- **SET TASK**:
Output each entry verbatim and exclude every picture from it.

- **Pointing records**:
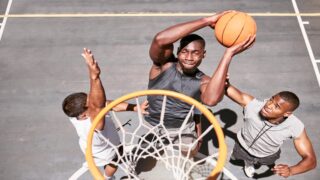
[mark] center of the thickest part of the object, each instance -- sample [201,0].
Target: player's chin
[263,113]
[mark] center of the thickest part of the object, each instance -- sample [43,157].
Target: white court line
[5,18]
[306,39]
[146,14]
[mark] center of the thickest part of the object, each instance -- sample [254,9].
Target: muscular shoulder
[156,70]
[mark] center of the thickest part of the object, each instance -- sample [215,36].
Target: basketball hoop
[136,146]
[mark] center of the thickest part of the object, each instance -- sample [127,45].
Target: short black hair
[291,98]
[190,38]
[75,104]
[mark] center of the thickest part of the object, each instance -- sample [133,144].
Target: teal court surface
[40,47]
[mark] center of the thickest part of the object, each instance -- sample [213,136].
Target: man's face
[275,109]
[191,55]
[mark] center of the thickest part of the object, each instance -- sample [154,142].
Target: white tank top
[100,147]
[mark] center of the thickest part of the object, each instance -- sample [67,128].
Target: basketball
[234,27]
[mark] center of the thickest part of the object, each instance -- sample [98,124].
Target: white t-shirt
[269,137]
[101,148]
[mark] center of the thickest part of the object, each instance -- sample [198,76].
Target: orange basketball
[234,27]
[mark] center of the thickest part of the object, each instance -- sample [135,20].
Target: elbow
[210,101]
[314,163]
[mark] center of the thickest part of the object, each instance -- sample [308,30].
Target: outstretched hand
[93,66]
[246,44]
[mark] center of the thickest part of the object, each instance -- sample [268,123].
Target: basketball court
[40,47]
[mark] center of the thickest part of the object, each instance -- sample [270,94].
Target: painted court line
[145,14]
[306,39]
[3,24]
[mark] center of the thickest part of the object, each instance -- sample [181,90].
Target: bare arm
[161,49]
[97,97]
[304,148]
[212,89]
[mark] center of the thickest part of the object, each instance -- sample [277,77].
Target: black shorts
[239,153]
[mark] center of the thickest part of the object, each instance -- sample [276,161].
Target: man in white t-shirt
[82,108]
[267,124]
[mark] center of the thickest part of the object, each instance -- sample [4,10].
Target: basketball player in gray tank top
[180,72]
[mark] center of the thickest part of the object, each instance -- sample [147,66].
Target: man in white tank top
[82,109]
[267,124]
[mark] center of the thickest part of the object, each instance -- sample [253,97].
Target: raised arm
[161,49]
[97,97]
[236,95]
[213,88]
[304,148]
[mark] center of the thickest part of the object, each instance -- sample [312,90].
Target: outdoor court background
[41,64]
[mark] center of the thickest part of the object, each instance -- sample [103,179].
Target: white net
[143,142]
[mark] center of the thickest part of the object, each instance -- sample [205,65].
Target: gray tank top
[176,110]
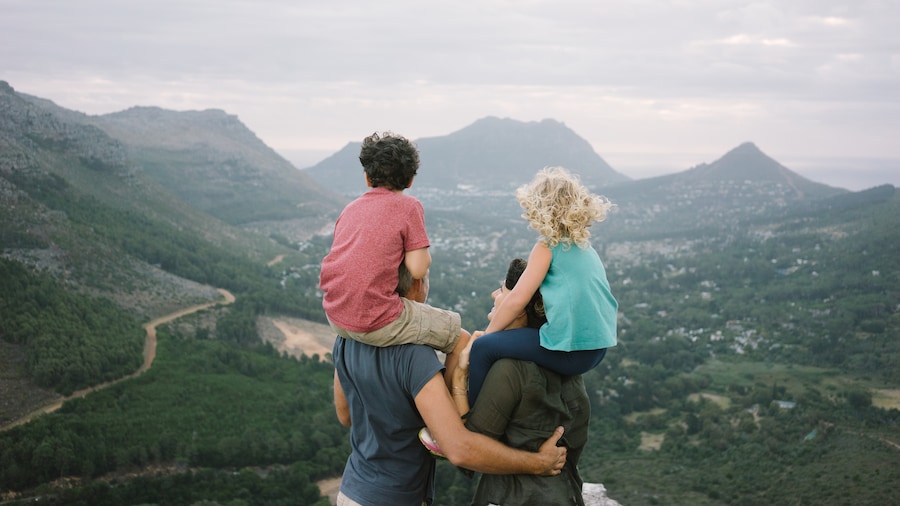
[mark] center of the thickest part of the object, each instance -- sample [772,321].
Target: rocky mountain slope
[490,154]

- **SOLUTION TO THIS TASK**:
[mark] center of the thickest part of the object, each instance -- sample [201,0].
Target: player's chin
[263,113]
[mark] center of the thickest part of the object, each instance -- sample [43,157].
Target: white court line
[5,18]
[306,39]
[146,14]
[mark] center of the thickest part of the object, each instance -- sample [254,9].
Target: muscular shoulder
[156,70]
[mark] center of the thickest part of the object, each instance -- sample [215,36].
Target: basketball hoop
[136,146]
[mark] center of the thickest part of the object, each instance -- sample [127,45].
Target: short black hair
[291,98]
[190,38]
[75,104]
[mark] center of the thickest part of the object, each instance -- sample [133,144].
Target: teal court surface
[40,47]
[mark] center of the thickest part of the object, each instance -- sample [213,136].
Target: man's face
[275,109]
[191,55]
[mark] center of the thickest part of the object, each instance -- sample [154,142].
Target: white tank top
[100,147]
[mark] center of the thickest part of the object, each instance -- sample [67,128].
Target: basketball
[234,27]
[mark] center of the thickest part of the object, each instance -- sample [98,124].
Target: white t-shirt
[269,137]
[101,148]
[mark] center of the thickest part of the object, each instance -- sample [198,76].
Target: orange basketball
[234,27]
[mark] center of the thickest part of the object, each instance -- sample [135,20].
Target: elbow
[210,101]
[314,163]
[mark] center of the thickest part of the object, each instance -- sample [308,30].
Target: outstretched hand
[93,66]
[246,44]
[mark] center of the thickest part of the object, each instance -- sample [268,123].
Target: basketball court
[40,47]
[mark] center of the thickest part of the object, each instance -- sample [270,94].
Target: painted court line
[145,14]
[306,39]
[3,24]
[mark] center of the thickest part of the object, each instance -- sample [181,90].
Target: bare arm
[161,49]
[97,97]
[304,148]
[212,89]
[mark] center of the thickest part of the object, each instance -- sample [277,77].
Target: black shorts
[239,153]
[mark] center of the thickest part of the object, each instance -- sample [276,161].
Target: man in white t-shirt
[82,108]
[267,124]
[mark] center of the thickest part of the object, each instance -- sample [4,10].
Target: basketball player in gray tank top
[180,72]
[mark] center of the thickest part of the object, each instance -- sample [147,66].
Target: man in white tank top
[82,109]
[267,124]
[mark] center of the thickest part of the object, each instance -- sample [253,97].
Target: raised arm
[161,49]
[97,97]
[236,95]
[213,88]
[304,148]
[mark] center of the thickest part of the object, each instance -- sample [312,90].
Target: outdoor court background
[41,64]
[mark] center of the thickest part of the object, each instance -- sample [103,179].
Target: white net
[143,142]
[mark] center of the thickest part of the object, each instance -- sample [205,65].
Target: gray tank top
[176,110]
[mark] center of the thickest part of the object, each instance -- sample [772,321].
Target: rocky mountain slope
[490,154]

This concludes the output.